> [Task description] Rewrite the listing with "Category" substituted for every "Target", keeping everything else the same and omitting the pictures.

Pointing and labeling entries
--- start ---

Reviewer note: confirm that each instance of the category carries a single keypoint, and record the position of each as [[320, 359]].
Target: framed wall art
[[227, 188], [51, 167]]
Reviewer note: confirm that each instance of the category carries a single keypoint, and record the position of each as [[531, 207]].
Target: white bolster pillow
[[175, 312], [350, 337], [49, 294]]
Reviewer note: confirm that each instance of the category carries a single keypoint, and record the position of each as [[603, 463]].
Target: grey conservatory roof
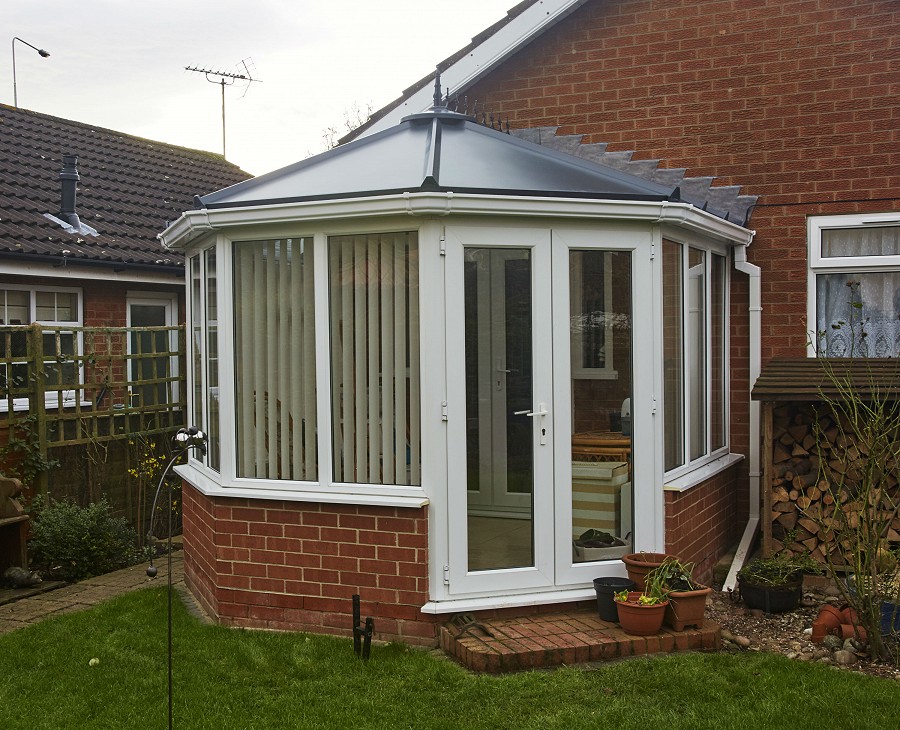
[[440, 151]]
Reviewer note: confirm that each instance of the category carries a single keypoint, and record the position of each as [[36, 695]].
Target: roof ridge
[[723, 201]]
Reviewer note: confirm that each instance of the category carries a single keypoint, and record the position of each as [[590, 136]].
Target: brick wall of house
[[701, 523], [296, 565], [794, 100]]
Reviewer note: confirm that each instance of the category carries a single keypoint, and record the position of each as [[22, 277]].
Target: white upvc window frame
[[169, 300], [51, 398], [225, 482], [819, 264], [199, 318], [697, 470]]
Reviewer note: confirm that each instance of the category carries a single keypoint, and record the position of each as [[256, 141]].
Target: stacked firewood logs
[[803, 500]]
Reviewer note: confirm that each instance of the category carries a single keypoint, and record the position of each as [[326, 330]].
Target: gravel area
[[790, 633]]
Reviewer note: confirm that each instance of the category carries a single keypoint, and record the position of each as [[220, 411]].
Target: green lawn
[[227, 678]]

--- end ---

> [Complete output]
Reviewer note: confirm that each instance of the category carries a single keypoint, and record the position of each as [[320, 359]].
Category: framed wall art
[[227, 188], [51, 167]]
Reviewer note: confirm that each instance of the category carries a single keypoint, and record the position of each as [[531, 207]].
Category: white bolster pillow
[[175, 312], [350, 337], [49, 294]]
Reviewer note: confirm that each instance of the category carries a single keypoint, and record the position of each as [[603, 463]].
Category: grey conservatory roof
[[440, 151]]
Reviewer note: confirm that each instance of the category carries a single keypoint, and record the position of each as [[36, 695]].
Category: roof ridge
[[723, 201]]
Reviewer note: confirm that each instance of the category carries a single keypoint, and record the position of each as [[590, 136]].
Category: brick wall of house
[[701, 523], [296, 565], [794, 100]]
Reviewer note: confirm that each instance of the category carries a single keypoint, and record the position of each as [[22, 277]].
Category: white upvc window frame
[[169, 300], [51, 398], [225, 482], [819, 264], [199, 318], [697, 470]]
Reviewer note: confirm that each instance of the category carries a single keypoint, and record the position of each as [[256, 141]].
Category: stacked firewood logs
[[803, 500]]
Reviewer note: confirm that each instance of the category carries a single keypoint, and record the position of each as [[326, 330]].
Category: gravel area
[[790, 633]]
Reviewer note: confirm that each instance of the category carries a single keypoint, and record the position of each as [[220, 411]].
Category: green lawn
[[227, 678]]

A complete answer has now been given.